▶ WHAT TO PRODUCE: Please restate, word for word, the lines below that begin at the one with "Target: man in dark suit" and end at the one with "Target: man in uniform". Leave out all other lines.

▶ TASK INPUT:
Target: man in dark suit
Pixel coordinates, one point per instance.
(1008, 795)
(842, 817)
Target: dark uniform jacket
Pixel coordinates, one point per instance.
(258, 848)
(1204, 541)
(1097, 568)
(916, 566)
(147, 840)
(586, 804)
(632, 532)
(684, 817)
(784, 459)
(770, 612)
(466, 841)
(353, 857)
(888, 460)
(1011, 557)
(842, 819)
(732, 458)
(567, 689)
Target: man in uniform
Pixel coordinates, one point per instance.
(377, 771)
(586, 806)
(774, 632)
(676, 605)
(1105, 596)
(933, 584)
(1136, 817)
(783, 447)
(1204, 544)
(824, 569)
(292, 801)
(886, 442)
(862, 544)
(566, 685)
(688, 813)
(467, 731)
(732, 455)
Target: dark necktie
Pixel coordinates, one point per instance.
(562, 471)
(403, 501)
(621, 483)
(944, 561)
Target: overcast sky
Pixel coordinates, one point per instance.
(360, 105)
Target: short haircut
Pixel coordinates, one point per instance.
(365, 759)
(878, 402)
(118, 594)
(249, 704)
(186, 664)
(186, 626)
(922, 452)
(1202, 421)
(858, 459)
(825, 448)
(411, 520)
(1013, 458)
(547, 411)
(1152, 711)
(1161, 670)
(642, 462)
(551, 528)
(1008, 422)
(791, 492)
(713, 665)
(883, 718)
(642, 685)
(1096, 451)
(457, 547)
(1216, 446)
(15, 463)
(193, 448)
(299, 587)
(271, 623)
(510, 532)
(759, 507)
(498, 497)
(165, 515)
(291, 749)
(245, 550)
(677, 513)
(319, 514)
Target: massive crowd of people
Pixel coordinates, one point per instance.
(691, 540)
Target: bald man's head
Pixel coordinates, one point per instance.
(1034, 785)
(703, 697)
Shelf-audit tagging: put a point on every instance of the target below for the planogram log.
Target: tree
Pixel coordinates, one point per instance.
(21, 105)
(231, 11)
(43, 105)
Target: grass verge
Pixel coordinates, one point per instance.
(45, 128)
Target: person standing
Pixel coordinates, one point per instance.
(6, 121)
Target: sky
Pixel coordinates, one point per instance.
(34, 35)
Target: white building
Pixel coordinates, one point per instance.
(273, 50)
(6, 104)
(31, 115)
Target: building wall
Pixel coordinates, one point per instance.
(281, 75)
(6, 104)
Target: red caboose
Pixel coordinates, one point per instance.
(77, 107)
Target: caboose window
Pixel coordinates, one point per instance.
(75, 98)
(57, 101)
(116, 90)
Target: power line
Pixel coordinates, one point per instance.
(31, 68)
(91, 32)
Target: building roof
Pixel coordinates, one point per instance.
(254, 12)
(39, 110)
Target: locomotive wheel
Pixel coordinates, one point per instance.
--
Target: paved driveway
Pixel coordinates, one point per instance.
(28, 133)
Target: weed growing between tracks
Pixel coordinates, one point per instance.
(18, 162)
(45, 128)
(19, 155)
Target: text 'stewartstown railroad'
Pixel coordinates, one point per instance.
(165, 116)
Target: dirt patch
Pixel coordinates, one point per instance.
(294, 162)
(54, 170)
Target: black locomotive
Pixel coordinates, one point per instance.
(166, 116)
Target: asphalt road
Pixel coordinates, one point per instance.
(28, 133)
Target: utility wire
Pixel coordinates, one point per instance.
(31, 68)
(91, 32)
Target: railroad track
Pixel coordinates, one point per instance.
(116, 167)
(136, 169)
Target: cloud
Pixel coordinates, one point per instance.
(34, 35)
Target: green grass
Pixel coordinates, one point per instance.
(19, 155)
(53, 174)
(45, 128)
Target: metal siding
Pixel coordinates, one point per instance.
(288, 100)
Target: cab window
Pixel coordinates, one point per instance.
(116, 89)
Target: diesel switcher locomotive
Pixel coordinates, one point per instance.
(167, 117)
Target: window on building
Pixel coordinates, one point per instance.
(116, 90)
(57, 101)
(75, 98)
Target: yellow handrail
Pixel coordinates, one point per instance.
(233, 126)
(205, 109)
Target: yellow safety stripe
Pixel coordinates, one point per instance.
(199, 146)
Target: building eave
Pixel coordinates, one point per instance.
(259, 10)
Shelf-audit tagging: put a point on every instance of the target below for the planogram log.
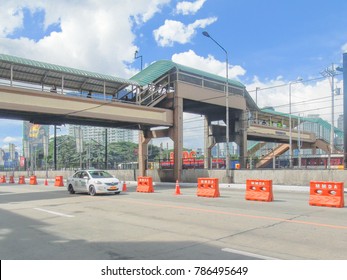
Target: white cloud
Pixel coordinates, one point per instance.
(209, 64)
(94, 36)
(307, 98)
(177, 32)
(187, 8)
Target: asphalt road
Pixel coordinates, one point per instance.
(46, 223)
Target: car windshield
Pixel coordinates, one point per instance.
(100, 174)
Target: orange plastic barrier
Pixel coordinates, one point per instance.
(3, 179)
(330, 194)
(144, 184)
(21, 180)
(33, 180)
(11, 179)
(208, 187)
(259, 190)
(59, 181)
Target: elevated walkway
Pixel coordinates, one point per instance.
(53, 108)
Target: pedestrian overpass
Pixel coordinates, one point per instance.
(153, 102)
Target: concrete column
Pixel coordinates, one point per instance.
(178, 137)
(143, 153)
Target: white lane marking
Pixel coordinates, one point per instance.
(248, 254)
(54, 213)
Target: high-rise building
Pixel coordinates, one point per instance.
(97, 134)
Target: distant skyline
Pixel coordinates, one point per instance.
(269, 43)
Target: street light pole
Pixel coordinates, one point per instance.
==
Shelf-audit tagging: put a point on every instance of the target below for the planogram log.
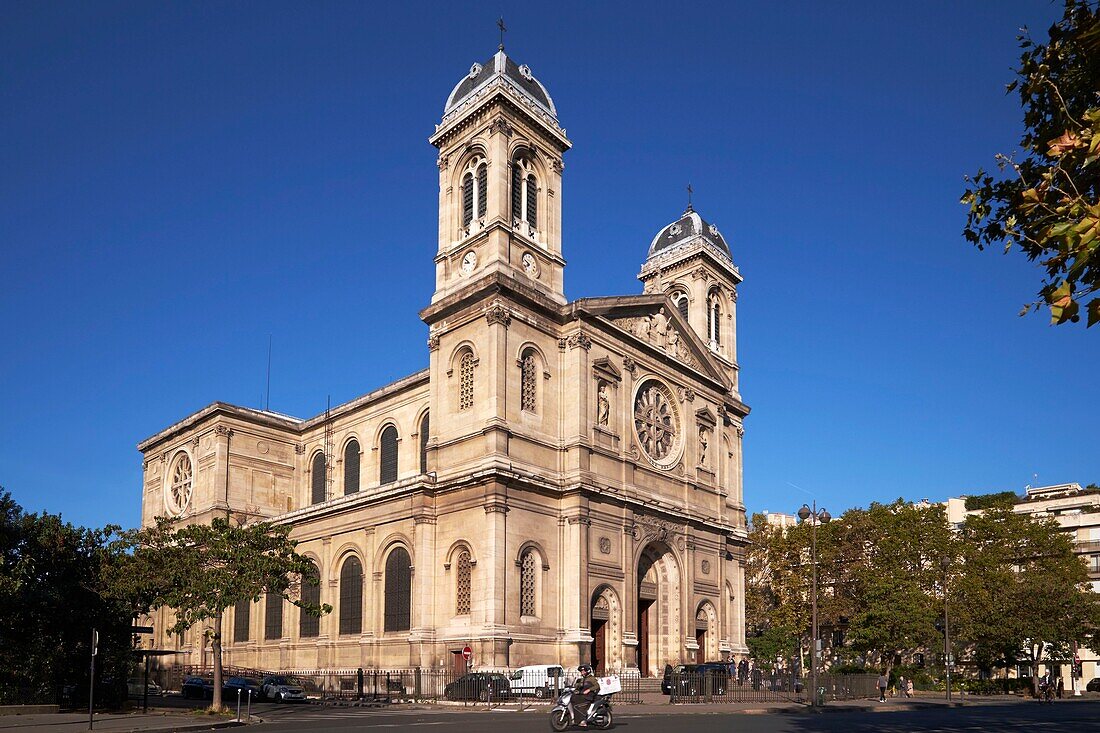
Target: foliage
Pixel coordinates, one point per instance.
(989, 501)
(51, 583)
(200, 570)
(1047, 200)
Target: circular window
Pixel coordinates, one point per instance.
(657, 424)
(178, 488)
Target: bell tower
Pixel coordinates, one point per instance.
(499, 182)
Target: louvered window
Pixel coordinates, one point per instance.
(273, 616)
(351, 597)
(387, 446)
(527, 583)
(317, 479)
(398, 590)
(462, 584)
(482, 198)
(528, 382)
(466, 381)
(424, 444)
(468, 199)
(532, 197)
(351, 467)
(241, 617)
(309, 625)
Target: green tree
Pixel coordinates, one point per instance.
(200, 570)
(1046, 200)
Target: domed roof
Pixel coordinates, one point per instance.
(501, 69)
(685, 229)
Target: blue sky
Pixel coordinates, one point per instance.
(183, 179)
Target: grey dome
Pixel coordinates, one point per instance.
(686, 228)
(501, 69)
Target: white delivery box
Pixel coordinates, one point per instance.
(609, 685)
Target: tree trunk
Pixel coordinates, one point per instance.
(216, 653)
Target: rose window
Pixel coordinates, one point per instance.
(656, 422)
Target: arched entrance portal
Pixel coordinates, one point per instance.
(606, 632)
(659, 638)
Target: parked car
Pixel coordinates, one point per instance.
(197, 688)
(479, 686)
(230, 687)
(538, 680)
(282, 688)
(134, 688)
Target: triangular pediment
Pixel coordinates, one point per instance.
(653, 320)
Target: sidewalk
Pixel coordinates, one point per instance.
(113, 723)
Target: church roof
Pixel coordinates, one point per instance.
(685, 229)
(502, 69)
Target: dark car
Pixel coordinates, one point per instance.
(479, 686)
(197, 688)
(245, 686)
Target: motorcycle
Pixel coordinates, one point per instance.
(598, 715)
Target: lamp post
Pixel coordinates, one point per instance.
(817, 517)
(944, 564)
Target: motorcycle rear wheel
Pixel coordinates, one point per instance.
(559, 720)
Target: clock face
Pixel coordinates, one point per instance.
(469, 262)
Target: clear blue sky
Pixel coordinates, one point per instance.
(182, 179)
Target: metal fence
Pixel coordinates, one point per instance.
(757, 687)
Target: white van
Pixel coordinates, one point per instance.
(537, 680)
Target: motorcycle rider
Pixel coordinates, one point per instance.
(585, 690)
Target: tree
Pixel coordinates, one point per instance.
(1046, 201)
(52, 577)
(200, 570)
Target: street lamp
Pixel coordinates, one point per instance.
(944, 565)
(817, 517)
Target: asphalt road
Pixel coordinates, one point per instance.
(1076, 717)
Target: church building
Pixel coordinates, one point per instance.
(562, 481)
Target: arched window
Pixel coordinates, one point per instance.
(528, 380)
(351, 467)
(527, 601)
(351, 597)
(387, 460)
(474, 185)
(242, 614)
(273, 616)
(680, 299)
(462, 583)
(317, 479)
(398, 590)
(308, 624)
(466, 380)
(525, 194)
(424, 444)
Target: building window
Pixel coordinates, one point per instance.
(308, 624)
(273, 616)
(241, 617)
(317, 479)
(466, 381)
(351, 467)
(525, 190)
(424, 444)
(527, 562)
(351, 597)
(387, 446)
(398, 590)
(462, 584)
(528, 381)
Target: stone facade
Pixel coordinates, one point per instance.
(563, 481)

▶ YOUR RESPONSE:
Target: man in dark suit
Pixel coordinates, one point per instance.
(1008, 795)
(842, 817)
Target: dark uniform jacket
Pixel coordinates, one point per instance.
(258, 848)
(1204, 541)
(1097, 568)
(916, 566)
(147, 840)
(586, 804)
(632, 532)
(684, 817)
(784, 459)
(770, 612)
(466, 841)
(353, 857)
(888, 460)
(1011, 557)
(842, 819)
(732, 458)
(567, 689)
Target: man in uniform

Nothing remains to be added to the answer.